The fact you even classify that as a fight shows how slanted your viewpoint is. If we actually compare the situations Marco charged Akainu and is later shown to be fine. Marines were also helping out Akainu so it wasn't solely him vs. the Commanders. Joker was huffing and puffing from a brief encounter and his subordinates were scared for his life. 

No the point is Marco is a top tier. His strength should be in the same general ballpark as other top tiers. This is Garp 6 years before he started fighting against Roger meaning he got stronger since taking out Chin. Also in OP fighters can dish out roughly what they can take. Meaning Marco even before Regen should be city-low mountain level in durability. Joker by all indications is city level at best in attack&durability. Meaning Joker needs to go all out to do what Marco can do with his basic skills. 



> Again, it's only convoluted and complex in your eyes.



No. I can follow very easily. That does not make it any less convoluted. Once you decide to believe the less obvious interpretation you're choosing to make things more complicated then it has to be. It's fine to be open to different interpretations but you and some others create these interpretations because you don't like the more clear one.



> The implication here is that you do _not_ believe that Marco is a logia, but rather believe that Doflamingo isn't strong enough to bypass his regeneration.
> 
> But then you say this:
> 
> ...



lol. Nice of you to cut-off the last part of Law's sentence. 

A logia....*that ignores Haki.* That is what I disagreed with.


----------



## Akitō (Nov 13, 2013)

Ryuksgelus said:


> There is no contradiction to begin with. Even if there was it only means two separate things are going on. Not that there are two different interpretations. You can't cherrypick which one you want to be correct or claim one supercedes two latter scenes for no good reason.



Okay. Can you post the scenes where the lasers went through Marco's phoenix body? 



> Because it has never worked that way for any one else in the manga so why would Marco be the exception when there is a perfectly viable alternative.



Because Marco's ability is a lot more physical than almost anything we've seen - he's literally reviving himself. Not only do we have Oda saying that there's a limit to his regeneration (and most readers interpret that as there being a 'manapool' from which he can draw from), but it also simply isn't intuitive for him to be able to infinitely regenerate.



> That receiving actual wounds injures Marco. The only disagreement is what constitutes a wound. I'm saying attacks on the Phoenix result in no wounds, you are saying every time it is pierced or blown up it is actually taking injuries.



Yes. Thus, I didn't say the same exact thing you said because we're working under different definitions. Use better wording next time because the way you phrased it, I was supposedly repeating what you said. 



> So unless you explain to me why not it seems the gap between Marco/Admirals and Joker is actually larger than the gap between Sanji and Joker.



I answered that in the paragraph you quoted. 



> Nonsense? Why do you frequent this type of sight if general terminology is viewed as nonsense by you? I'm saying Marco's melee attacks pack more power than finishers from M.Trio level people and Mid-range and Upper tier attacks from Joker. If Joker can be hurt by even non-finishers from say Luffy than Marco is breaking his arm like I said earlier.



I've never seen anyone in this section use the term 'city-level', sorry. I find it hard to imagine Marco's kicks blowing up an entire city, if that's what the definition of 'city-level' is. That doesn't seem to be the nature of his attacks anyway. 

And why exactly is Doflamingo's finisher weaker than Marco's normal melee attacks? I don't get where that came from, really. You just seem to be throwing out all these ideas without realizing that they're all just your opinions.

__WRITTEN PROBLEM A__: Copy the rows from the line containing "the concrete bench" through the line containing "left=23, top=428, right=764, bottom=540", inclusive, without changing anything.
The forum thread and the rows have nothing to do with each other.

__RECORDS FOR PROCESSING__:
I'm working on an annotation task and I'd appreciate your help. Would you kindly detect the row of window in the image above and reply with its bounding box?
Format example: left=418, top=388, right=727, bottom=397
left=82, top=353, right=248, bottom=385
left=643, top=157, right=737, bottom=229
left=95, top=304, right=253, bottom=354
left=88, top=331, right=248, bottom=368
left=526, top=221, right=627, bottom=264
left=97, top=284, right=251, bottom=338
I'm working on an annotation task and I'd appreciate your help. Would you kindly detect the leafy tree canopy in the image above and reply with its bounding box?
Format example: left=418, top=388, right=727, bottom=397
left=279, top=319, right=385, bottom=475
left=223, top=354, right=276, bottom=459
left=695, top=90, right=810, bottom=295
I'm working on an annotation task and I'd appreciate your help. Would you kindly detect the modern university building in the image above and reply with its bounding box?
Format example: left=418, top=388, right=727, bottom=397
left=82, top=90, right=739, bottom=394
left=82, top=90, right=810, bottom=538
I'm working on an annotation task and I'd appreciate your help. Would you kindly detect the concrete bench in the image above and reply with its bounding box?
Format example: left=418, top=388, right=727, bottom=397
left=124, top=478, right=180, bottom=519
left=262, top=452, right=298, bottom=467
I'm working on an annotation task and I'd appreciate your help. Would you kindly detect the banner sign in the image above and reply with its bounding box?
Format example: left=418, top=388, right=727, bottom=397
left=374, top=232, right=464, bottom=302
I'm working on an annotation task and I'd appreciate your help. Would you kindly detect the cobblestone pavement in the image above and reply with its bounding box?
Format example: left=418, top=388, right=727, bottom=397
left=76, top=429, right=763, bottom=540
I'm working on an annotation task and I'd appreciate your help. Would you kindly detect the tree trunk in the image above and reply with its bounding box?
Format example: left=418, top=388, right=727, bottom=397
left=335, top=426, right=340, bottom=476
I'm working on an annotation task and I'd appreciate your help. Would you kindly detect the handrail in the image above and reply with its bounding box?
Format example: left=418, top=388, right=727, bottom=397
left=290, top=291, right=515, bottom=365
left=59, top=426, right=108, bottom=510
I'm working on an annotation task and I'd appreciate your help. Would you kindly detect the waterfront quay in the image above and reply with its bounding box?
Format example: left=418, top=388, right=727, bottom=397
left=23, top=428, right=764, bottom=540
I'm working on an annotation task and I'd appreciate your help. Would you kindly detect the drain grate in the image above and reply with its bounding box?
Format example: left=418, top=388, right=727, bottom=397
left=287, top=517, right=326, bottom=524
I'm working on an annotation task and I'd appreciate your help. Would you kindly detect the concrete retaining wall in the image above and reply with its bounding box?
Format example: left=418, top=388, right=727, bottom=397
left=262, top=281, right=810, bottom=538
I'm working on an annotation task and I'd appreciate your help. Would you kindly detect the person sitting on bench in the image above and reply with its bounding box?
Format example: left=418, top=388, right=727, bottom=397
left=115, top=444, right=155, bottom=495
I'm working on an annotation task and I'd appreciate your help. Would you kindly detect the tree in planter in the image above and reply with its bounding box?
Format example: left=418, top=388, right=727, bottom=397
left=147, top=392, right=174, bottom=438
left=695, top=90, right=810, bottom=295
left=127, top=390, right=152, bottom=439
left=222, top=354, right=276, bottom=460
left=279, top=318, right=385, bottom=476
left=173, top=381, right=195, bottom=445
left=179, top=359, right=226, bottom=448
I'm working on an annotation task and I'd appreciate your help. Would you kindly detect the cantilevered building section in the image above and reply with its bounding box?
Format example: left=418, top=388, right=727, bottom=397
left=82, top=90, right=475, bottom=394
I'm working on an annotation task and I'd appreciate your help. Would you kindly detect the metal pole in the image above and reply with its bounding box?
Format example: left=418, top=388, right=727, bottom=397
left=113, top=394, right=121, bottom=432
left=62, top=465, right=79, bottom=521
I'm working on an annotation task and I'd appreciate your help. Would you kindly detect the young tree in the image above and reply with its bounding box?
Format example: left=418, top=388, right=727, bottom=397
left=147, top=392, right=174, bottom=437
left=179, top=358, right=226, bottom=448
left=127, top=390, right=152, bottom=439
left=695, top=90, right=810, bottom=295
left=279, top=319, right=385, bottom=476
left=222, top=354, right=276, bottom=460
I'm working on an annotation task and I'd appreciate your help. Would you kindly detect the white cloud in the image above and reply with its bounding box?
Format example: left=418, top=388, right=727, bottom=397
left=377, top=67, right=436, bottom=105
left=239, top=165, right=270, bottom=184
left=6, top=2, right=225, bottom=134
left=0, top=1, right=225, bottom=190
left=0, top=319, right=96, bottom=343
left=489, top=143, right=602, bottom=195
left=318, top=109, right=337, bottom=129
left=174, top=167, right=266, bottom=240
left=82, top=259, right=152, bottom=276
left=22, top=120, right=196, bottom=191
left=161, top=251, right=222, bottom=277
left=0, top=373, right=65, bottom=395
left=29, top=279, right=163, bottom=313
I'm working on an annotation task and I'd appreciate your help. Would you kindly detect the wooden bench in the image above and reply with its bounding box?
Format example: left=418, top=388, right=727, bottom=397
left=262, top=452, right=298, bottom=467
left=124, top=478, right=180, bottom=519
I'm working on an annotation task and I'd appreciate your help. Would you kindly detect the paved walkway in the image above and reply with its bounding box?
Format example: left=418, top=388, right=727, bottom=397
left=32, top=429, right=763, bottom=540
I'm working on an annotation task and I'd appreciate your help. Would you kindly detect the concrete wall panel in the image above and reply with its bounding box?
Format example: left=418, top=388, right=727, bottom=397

__WRITTEN PROBLEM B__: Repeat the part of the forum thread between "lol. Nice of" and "(Nov 13, 2013)", inclusive, word for word.

__RIGHT ANSWER A__:
I'm working on an annotation task and I'd appreciate your help. Would you kindly detect the concrete bench in the image above and reply with its bounding box?
Format example: left=418, top=388, right=727, bottom=397
left=124, top=478, right=180, bottom=519
left=262, top=452, right=298, bottom=467
I'm working on an annotation task and I'd appreciate your help. Would you kindly detect the banner sign in the image above and reply with its bounding box?
Format example: left=418, top=388, right=727, bottom=397
left=374, top=232, right=464, bottom=302
I'm working on an annotation task and I'd appreciate your help. Would you kindly detect the cobblestone pavement in the image above and reply with its bounding box?
Format example: left=418, top=388, right=727, bottom=397
left=76, top=429, right=763, bottom=540
I'm working on an annotation task and I'd appreciate your help. Would you kindly detect the tree trunk in the image above and reply with its bounding box?
Format example: left=418, top=388, right=727, bottom=397
left=335, top=426, right=340, bottom=476
I'm working on an annotation task and I'd appreciate your help. Would you kindly detect the handrail in the image above and reply with its bounding box?
Format example: left=418, top=388, right=727, bottom=397
left=290, top=291, right=515, bottom=365
left=59, top=426, right=108, bottom=510
I'm working on an annotation task and I'd appreciate your help. Would you kindly detect the waterfront quay in the image above and reply with its bounding box?
Format example: left=418, top=388, right=727, bottom=397
left=23, top=428, right=764, bottom=540

__RIGHT ANSWER B__:
lol. Nice of you to cut-off the last part of Law's sentence. 

A logia....*that ignores Haki.* That is what I disagreed with.


----------



## Akitō (Nov 13, 2013)